* _DOCUMENT_
____________________

Monday, 5 March 2012

More GCOP thoughts


It’s important because it has such a complete impact on my practice. The entire nature of my practice.

Annette Messager – Images of the Everyday
Hamish Fulton – Mapping

As time goes on, I will begin to learn more what is and isn’t relevant.
Clues,
Evidence.
It is natural that the process + criteria for selection should mutate over the course of this project.

What is it now?

I need to:
Understand current criteria.
What it means for the criteria to change + grow.
The significance of archiving the everyday – and – the significance of being selective with the everyday.
My own practice. How this impact my art practice. My actions + decisions.
What ‘map of self’ means in this context.
What is my question??
                        -Well, I’m interested in how this kind of process influences my practice. But I’m not just interested in that.
The significance/possibility of archiving and making selections within the realm to the everyday, and the influence of this process of selection upon art practice.
Mapping. Forms of documentation/presentation. Appropriateness of these forms.

Criteria of what this is not.
What am I not interested in documenting/talking about?
What isn’t relevant – and why isn’t it?
-I am not interested in my interactions with other people.
-I am not interested in what’s in the news at the moment.
-I am not interested in my bank balance.
                        External things (What is the qualification for ‘external’?)
-I am not interested in the weather. (I thought I was, but I’m not)

____________________

* _SET PROBLEM 1_
In the GCOP post, which artist is listed beside "Mapping"?
The GCOP post and the records are unrelated material.

* _MATERIALS PROVIDED_
____________________

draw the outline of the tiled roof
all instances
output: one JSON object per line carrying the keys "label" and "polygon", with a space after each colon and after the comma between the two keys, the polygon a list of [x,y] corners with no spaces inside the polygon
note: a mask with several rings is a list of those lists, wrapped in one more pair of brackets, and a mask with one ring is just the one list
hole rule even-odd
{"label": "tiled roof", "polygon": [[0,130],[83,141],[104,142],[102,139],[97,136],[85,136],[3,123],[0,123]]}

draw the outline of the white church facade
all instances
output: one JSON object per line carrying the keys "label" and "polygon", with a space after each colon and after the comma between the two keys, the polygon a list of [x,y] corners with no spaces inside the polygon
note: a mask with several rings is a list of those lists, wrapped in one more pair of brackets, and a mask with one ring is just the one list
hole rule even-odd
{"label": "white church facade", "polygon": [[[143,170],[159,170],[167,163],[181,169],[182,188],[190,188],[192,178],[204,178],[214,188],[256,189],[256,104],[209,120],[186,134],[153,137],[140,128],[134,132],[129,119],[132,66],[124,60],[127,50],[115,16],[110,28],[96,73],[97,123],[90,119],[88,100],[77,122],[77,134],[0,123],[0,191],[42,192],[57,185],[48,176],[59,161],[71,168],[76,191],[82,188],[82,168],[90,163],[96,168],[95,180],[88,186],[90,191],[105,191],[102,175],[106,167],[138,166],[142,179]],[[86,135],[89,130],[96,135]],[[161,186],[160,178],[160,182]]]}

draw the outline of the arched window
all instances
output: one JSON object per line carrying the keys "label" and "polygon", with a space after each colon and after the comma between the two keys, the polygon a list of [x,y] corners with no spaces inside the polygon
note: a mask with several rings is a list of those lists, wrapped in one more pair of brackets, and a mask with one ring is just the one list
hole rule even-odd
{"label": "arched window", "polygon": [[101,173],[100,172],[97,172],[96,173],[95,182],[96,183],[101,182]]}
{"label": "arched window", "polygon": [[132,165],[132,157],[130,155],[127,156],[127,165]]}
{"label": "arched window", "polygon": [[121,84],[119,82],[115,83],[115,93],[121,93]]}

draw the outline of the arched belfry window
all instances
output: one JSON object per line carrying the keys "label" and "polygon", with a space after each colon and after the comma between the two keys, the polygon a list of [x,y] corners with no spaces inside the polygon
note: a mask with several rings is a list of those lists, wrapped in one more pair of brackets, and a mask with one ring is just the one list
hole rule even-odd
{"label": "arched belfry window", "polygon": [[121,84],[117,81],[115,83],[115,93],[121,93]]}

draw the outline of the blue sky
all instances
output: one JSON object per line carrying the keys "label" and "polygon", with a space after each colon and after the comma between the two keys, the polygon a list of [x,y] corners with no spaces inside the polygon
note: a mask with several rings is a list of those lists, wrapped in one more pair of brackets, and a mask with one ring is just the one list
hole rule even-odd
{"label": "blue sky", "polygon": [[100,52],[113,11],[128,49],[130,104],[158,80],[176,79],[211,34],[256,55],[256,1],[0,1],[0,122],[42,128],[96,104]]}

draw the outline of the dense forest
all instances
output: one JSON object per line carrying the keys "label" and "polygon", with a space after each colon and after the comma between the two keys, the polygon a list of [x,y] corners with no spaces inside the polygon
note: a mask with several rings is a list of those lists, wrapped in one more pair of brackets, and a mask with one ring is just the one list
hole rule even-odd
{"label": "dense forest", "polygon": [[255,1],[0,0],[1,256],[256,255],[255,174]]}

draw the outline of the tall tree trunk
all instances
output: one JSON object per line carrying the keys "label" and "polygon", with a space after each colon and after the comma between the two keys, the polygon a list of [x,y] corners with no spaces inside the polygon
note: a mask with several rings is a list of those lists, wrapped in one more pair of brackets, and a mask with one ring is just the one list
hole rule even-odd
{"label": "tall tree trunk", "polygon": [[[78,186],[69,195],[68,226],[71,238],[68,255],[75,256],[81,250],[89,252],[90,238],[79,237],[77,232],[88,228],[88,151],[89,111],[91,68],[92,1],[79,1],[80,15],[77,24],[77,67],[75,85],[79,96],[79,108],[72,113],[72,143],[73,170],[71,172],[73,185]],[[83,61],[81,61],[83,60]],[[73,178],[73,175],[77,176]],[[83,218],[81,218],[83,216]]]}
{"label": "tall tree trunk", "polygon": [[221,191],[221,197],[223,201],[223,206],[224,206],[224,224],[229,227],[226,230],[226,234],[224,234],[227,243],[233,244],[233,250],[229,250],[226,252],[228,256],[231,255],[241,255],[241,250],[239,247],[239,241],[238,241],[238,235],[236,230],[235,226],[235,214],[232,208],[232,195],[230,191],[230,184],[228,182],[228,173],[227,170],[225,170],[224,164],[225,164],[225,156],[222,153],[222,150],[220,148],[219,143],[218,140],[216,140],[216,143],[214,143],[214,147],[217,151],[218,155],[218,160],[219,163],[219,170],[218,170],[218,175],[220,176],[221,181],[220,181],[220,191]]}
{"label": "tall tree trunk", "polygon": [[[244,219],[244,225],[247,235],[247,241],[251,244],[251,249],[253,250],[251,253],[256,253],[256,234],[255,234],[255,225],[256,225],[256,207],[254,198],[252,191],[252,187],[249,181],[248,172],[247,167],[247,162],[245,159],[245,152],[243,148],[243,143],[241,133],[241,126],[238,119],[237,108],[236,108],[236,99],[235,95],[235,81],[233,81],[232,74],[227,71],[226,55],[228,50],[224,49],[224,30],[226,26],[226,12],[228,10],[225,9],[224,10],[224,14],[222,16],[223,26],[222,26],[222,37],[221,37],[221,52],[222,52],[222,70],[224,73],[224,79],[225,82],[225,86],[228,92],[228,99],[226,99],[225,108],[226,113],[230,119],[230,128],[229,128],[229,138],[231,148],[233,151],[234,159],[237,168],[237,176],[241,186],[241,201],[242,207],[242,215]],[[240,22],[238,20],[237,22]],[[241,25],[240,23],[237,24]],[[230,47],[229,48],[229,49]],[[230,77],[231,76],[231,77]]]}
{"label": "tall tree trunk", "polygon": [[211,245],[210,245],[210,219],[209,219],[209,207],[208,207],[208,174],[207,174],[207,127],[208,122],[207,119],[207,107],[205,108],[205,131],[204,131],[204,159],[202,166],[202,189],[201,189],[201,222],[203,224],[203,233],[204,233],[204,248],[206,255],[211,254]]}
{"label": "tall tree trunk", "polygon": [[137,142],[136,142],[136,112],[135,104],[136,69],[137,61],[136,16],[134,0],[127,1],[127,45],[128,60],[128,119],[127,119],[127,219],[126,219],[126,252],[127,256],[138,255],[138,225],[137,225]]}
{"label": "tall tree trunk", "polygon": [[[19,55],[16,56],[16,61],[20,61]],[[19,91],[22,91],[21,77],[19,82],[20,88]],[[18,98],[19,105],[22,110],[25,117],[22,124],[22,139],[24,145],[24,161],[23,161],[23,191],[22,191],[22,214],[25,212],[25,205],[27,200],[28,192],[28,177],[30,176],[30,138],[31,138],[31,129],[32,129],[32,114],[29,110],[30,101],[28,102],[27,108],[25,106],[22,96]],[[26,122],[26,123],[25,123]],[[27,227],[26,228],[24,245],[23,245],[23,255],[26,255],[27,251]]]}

____________________

* _SET PROBLEM 2_
Collect every line of the records that contains the string "white", counting only matches in the same case.

* _WORKED ANSWER 1_
Hamish Fulton

* _WORKED ANSWER 2_
draw the outline of the white church facade
{"label": "white church facade", "polygon": [[[143,170],[159,170],[167,163],[181,169],[182,188],[190,188],[192,178],[204,178],[214,188],[256,189],[256,104],[209,120],[186,134],[153,137],[140,128],[134,132],[129,119],[132,66],[124,60],[127,50],[115,16],[110,28],[96,73],[97,123],[90,119],[88,100],[77,122],[77,134],[0,123],[0,191],[42,192],[57,185],[48,176],[59,161],[71,168],[76,191],[82,188],[82,168],[90,163],[96,168],[95,180],[88,186],[90,191],[105,191],[102,175],[106,167],[138,166],[142,179]],[[86,135],[89,130],[96,135]],[[161,186],[160,178],[160,182]]]}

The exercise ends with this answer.